PROVIDED TEXT:
== Segment start ==
Speed Reads

Pandemic prosecutions

Brazilian lawmakers to seek charges against President Bolsonaro for COVID-related 'crimes against humanity'

A special Brazilian Senate panel will vote Wednesday on whether to ask the attorney general to charge President Jair Bolsonaro with several crimes, including "crimes against humanity," for his handing of the COVID-19 pandemic, according to drafts of the report viewed by The New York Times and other media organizations. The report appears to have the support of seven of the 11 committee members, suggesting it will be approved. 

The 1,200-page report is the fruit of six months of investigations into Bolsonaro's widely criticized pandemic response, characterized by denial, opposition to masks and distancing, pushing ineffective treatments while declining offers to purchase the Pfizer-BioNTech vaccine, overpaying for a less-effective vaccine from India — the deal was called off over suspicions of graft — and, according to the report, spearheading an online disinformation campaign that also attacked his critics. Bolsonaro's bungling of the pandemic has led to a decline in his poll numbers ahead of his 2022 re-election bid.
== Segment end ==
ENTRIES PROVIDED:
== Segment start ==
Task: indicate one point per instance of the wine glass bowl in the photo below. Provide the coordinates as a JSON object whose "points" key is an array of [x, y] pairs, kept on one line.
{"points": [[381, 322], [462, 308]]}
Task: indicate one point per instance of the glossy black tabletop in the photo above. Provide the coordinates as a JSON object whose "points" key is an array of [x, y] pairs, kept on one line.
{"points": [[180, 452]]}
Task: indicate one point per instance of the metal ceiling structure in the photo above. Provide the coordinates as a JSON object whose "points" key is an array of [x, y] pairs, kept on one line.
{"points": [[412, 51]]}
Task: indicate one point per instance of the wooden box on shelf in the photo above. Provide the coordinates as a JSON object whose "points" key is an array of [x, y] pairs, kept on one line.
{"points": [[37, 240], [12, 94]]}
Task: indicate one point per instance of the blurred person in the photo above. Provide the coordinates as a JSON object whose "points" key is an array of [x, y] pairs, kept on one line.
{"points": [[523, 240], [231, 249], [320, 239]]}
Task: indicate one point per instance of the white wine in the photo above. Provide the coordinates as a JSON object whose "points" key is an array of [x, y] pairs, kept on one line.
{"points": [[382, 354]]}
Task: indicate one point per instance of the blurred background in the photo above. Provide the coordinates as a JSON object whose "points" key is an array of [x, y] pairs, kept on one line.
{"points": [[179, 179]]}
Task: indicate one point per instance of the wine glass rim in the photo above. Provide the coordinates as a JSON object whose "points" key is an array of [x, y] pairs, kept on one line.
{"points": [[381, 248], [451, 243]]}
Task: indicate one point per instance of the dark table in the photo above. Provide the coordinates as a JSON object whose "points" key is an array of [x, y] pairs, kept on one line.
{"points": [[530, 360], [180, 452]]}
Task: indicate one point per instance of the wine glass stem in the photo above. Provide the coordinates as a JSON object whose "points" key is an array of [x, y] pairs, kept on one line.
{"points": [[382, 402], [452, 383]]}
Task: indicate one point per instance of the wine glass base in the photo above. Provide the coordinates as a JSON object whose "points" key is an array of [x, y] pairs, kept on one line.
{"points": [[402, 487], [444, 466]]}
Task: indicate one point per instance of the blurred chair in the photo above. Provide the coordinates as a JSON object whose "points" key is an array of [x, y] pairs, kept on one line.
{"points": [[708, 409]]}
== Segment end ==
PROBLEMS AND TASKS:
1 > List each feature that the article about the Brazilian Senate report on President Bolsonaro uses to characterize his pandemic response.
2 > Continue the article about the Brazilian Senate panel's report on Bolsonaro, starting after its final paragraph.

ANSWERS:
1 >
- Denial
- Opposition to masks and distancing
- Pushing ineffective treatments
- Declining offers to purchase the Pfizer-BioNTech vaccine
- Overpaying for a less-effective vaccine from India
- Spearheading an online disinformation campaign that also attacked his critics

2 >
The report, written by centrist Sen. Renan Calheiros, called for charging Bolsonaro with genocide and mass homicide charges, but those were removed in talks that stretched into Wednesday morning, Calheiros announced. The report effectively blames Bolsonaro's policies for more than 300,000 COVID-19 deaths, half the country's official total. It also recommends criminal charges against 69 other people, including three of Bolsonaro's sons — all of whom are in the government — and numerous current and former government officials.

If the report is approved, the attorney general will have 30 days to decide whether to prosecute Bolsonaro, who appointed him and still has his support. The lower house of Congress, which Bolsonaro's supporters control, would also have to approve charges. "Few in Brazil believe that the recommendations will lead to a trial of the nation's most senior officials," The Washington Post reports.

Realistically, "the major impact of the investigation is political, because it generated tons of news that certainly will be used by campaign strategists next year," Thiago de Aragão, director of strategy at political consultancy Arko Advice, tells The Associated Press. Calheiros said the committee could also seek justice through Brazil's Supreme Court or the International Criminal Court.